Task to complete:
Take the whole listing and reproduce it exactly, pictures excepted.

Dataset excerpts:

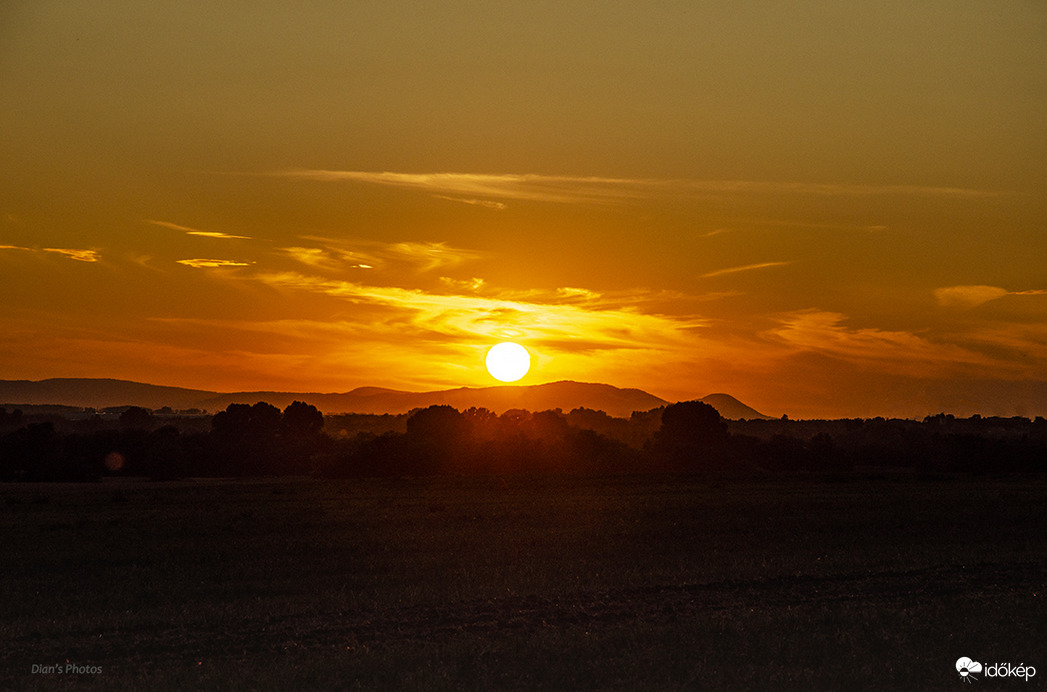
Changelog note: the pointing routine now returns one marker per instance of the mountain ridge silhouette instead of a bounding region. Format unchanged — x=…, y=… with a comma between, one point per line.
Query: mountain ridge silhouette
x=103, y=393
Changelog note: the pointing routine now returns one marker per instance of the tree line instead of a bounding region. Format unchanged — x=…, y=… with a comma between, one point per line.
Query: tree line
x=691, y=437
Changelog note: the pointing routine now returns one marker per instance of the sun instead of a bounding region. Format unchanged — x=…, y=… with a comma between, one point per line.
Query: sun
x=508, y=361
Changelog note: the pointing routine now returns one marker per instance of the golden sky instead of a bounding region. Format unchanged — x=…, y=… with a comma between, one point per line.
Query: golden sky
x=824, y=208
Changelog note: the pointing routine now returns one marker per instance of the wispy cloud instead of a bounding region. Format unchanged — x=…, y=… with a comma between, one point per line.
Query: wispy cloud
x=972, y=296
x=213, y=264
x=475, y=317
x=331, y=253
x=194, y=231
x=895, y=352
x=748, y=267
x=479, y=187
x=490, y=204
x=79, y=255
x=72, y=253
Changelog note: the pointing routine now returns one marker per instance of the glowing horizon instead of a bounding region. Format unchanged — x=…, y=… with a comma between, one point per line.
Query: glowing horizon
x=819, y=211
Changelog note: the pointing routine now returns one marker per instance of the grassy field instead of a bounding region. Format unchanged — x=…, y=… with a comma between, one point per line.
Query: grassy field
x=543, y=583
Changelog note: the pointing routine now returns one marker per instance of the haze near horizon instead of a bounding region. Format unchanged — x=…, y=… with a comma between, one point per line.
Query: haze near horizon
x=828, y=210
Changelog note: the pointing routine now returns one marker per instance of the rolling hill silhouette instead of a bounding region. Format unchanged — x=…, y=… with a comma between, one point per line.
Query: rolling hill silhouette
x=564, y=395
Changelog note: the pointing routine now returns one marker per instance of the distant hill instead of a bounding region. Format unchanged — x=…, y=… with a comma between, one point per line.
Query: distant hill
x=565, y=395
x=732, y=408
x=538, y=397
x=91, y=393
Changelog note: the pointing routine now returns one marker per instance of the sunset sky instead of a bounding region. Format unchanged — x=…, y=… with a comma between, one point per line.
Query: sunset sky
x=823, y=208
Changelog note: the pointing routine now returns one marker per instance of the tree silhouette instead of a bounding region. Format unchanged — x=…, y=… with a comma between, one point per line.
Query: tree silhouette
x=692, y=437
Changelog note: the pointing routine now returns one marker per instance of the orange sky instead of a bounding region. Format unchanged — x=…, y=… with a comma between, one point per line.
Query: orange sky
x=830, y=209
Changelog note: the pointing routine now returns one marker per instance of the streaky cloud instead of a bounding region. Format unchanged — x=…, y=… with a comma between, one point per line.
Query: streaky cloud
x=79, y=255
x=194, y=231
x=213, y=264
x=972, y=296
x=748, y=267
x=474, y=187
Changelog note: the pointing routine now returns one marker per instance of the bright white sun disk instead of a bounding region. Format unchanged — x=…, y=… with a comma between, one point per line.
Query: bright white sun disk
x=508, y=361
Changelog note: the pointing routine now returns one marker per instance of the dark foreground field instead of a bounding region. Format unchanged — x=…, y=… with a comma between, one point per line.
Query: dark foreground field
x=558, y=582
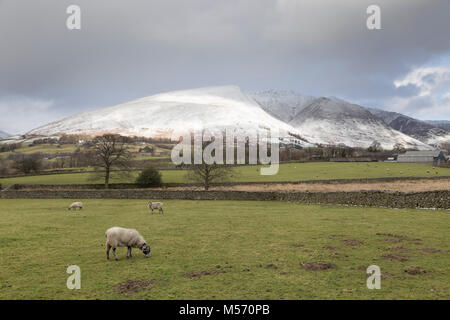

Written reply:
Changelog note: the pointing routine now returns one marker per instance of the mountain ridge silhouette instead of a bounding region. Format unchanged — x=…, y=… with a comma between, one point per line.
Query: mountain ridge silhouette
x=103, y=393
Changelog note: the pointing routine now returns one marker per instance of the tree line instead of a bounding region. Format unchanged — x=…, y=… with a comma between, one point per line.
Query: tree line
x=691, y=437
Changelog note: the pointing routine now returns one marker per instance of the sun instead of a bounding region. Format unchanged — x=…, y=… with a comma between, one point per line.
Query: sun
x=508, y=361
Changelog note: the pointing routine now returns one marker per instance of the golden sky instead of a bounding region. Format unchanged — x=…, y=… with a comma between, one point per line.
Query: golden sky
x=824, y=208
Changelog note: the pointing routine now returns one marker per instance of the wispy cloud instead of a bounding region. Format unchanged — x=…, y=… with a comma between, one point per line.
Query: wispy cloud
x=972, y=296
x=213, y=264
x=475, y=317
x=331, y=253
x=194, y=231
x=895, y=352
x=748, y=267
x=479, y=187
x=490, y=204
x=79, y=255
x=72, y=253
Changelog note: the pointing routine now returns one marker per instance of the glowing horizon instead of a bounding region. Format unchanged — x=…, y=… with a comma between, one point per line.
Query: glowing horizon
x=819, y=211
Changelog note: the pointing routine now returns one marker per instance of the grassy field instead of a bounding region. Format unchanged — x=…, y=… with a comma between, one point per line.
Query: grassy field
x=543, y=583
Changelog note: the pointing routine now returns one marker per instance of the haze near horizon instead of a bounding region. Format unchanged — x=…, y=… with a comma between, one point per line.
Query: haze near horizon
x=828, y=210
Changelog note: the pointing routine now returns one marker per instance of the rolling hill silhouette instead of a bounding region. Format unchanged — x=…, y=… with a comma between, one point per line.
Query: rolling hill silhouette
x=564, y=395
Changelog note: the pointing routine now returns one marker per instance of the distant hill instead of a bounding region. Format unchanged — x=…, y=… with a comma between, one point per line.
Query: distant hill
x=565, y=395
x=732, y=408
x=538, y=397
x=91, y=393
Changelog note: the pointing routine now returns one marker per instance of the sunset sky instead of a bounding region. Format unchanged — x=…, y=… with a comma between, one point per line.
Query: sunset sky
x=823, y=208
Changelog note: the pointing routine now returns one marker per instance of the tree silhouette instead of a bounding region. Format unchanged — x=…, y=… with a comma between, one point per line.
Query: tree silhouette
x=692, y=437
Changelog note: the pointing routine now returns one marker per instance of the orange sky instead of a bounding region. Format unchanged — x=…, y=… with a comma between, one point per line.
Query: orange sky
x=830, y=209
Changelog note: the pointing routine now returns one marker per instance of the streaky cloud instead of a bounding region. Format unchanged — x=…, y=… with a comma between, one point per line.
Query: streaky cloud
x=79, y=255
x=194, y=231
x=213, y=264
x=972, y=296
x=748, y=267
x=474, y=187
Changelog note: the pointing routine now returns one marker per instance of the bright white sun disk instead of a bounding region. Format unchanged — x=…, y=… with a comma between, one point per line.
Query: bright white sun disk
x=508, y=361
Changelog note: the pointing routine now returns one marker per instance of the dark foreground field instead of a bounding region. Format unchanged — x=…, y=… with a comma between, one point per line.
Query: dark foreground field
x=558, y=582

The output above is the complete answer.